▶ **WORK TO BE COMPLETED**
Below are the entries. Transcribe exactly the lines from the one with "point: one pixel per instance, each like <point>602,255</point>." through the one with "point: one pixel per instance, each like <point>19,199</point>.", ends included, and leave out all others.
------------------------------------------------------------------------
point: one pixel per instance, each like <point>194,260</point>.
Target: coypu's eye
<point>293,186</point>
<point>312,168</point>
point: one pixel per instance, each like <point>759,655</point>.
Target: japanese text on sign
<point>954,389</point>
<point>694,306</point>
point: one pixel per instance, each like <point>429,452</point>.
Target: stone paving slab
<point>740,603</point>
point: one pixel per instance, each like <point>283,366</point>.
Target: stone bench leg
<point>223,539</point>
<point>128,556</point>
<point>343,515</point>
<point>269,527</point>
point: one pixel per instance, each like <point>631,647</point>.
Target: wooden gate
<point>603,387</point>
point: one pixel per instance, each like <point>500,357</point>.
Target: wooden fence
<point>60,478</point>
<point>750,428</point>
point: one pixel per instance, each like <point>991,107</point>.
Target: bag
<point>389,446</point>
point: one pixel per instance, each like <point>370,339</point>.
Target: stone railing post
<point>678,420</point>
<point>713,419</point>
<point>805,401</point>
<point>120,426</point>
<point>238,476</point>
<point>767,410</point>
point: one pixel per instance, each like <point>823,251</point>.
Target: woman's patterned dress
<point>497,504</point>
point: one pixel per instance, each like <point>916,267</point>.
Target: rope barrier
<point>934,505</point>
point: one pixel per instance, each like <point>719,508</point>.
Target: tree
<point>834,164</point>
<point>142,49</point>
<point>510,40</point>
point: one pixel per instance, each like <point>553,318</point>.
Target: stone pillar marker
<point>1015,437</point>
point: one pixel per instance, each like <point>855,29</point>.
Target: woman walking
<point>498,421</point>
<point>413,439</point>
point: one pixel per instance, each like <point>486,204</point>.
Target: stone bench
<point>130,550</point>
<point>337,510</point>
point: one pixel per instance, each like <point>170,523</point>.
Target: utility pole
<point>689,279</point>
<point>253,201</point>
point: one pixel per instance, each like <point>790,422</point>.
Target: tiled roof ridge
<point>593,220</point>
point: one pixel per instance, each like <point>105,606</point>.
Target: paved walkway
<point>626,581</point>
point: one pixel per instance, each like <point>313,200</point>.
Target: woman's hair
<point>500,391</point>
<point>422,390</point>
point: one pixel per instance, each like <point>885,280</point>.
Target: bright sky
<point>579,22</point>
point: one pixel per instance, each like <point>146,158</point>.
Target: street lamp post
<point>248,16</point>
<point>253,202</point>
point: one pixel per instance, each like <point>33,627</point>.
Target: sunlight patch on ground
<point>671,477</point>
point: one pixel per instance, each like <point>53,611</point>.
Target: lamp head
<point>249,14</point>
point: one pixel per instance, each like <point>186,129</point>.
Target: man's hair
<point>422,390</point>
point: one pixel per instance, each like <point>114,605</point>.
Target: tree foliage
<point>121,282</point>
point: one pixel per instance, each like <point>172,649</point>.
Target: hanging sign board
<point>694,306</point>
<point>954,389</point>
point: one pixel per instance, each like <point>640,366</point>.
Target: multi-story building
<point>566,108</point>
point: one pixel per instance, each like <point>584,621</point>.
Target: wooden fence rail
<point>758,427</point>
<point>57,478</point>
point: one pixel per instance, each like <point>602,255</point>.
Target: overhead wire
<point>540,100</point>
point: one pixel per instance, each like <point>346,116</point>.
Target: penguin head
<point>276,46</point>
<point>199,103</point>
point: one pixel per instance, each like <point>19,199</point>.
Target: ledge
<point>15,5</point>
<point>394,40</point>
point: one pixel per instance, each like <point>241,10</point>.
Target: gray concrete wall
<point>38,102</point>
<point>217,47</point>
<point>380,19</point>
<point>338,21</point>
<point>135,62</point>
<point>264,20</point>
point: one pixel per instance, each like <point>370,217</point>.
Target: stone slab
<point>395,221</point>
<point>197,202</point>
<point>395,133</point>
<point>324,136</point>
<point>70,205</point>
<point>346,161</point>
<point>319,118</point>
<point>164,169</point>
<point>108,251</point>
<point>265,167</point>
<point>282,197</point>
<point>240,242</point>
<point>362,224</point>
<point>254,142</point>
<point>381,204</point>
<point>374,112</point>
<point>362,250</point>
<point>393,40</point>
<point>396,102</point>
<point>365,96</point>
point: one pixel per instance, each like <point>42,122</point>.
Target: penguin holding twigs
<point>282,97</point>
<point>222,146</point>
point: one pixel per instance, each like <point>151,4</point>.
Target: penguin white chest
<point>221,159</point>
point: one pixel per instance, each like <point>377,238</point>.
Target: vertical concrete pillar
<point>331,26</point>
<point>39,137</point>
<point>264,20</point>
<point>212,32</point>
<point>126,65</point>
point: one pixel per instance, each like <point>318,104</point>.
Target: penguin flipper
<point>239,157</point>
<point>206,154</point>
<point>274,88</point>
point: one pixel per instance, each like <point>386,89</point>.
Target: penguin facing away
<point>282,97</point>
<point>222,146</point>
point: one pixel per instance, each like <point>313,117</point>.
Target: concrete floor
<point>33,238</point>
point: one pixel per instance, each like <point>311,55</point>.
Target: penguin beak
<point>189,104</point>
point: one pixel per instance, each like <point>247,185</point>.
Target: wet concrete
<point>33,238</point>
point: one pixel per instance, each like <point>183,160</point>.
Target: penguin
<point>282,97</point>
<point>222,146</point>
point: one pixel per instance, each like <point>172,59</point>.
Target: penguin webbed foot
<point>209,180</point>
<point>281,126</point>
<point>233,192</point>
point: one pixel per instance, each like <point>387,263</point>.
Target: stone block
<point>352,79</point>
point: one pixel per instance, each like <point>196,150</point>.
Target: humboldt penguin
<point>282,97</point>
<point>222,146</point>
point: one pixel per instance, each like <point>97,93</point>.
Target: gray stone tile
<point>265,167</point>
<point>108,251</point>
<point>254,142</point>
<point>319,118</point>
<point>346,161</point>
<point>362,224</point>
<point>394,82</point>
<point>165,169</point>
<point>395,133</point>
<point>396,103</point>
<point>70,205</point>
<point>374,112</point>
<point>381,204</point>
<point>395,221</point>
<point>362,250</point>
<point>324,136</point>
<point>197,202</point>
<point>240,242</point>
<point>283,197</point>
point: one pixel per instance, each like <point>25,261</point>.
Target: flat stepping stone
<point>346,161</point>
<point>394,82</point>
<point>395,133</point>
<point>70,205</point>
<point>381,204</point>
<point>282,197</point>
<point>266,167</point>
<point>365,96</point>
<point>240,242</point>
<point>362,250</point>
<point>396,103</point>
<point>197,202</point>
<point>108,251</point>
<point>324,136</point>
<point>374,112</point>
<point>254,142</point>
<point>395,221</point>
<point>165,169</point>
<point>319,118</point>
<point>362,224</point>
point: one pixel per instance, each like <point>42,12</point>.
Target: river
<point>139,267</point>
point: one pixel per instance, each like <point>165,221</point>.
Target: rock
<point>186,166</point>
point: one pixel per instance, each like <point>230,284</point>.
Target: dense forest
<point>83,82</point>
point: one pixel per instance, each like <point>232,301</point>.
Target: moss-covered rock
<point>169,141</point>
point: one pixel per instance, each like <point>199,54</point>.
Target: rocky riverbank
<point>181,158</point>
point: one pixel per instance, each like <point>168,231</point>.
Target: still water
------------------------------------------------------------------------
▶ **THE COMPLETED TASK**
point: one pixel per instance, each like <point>602,255</point>.
Target: overhead wire
<point>540,100</point>
point: one pixel per instance, each like <point>346,116</point>.
Target: penguin head
<point>276,46</point>
<point>199,103</point>
point: one pixel per instance, each like <point>19,199</point>.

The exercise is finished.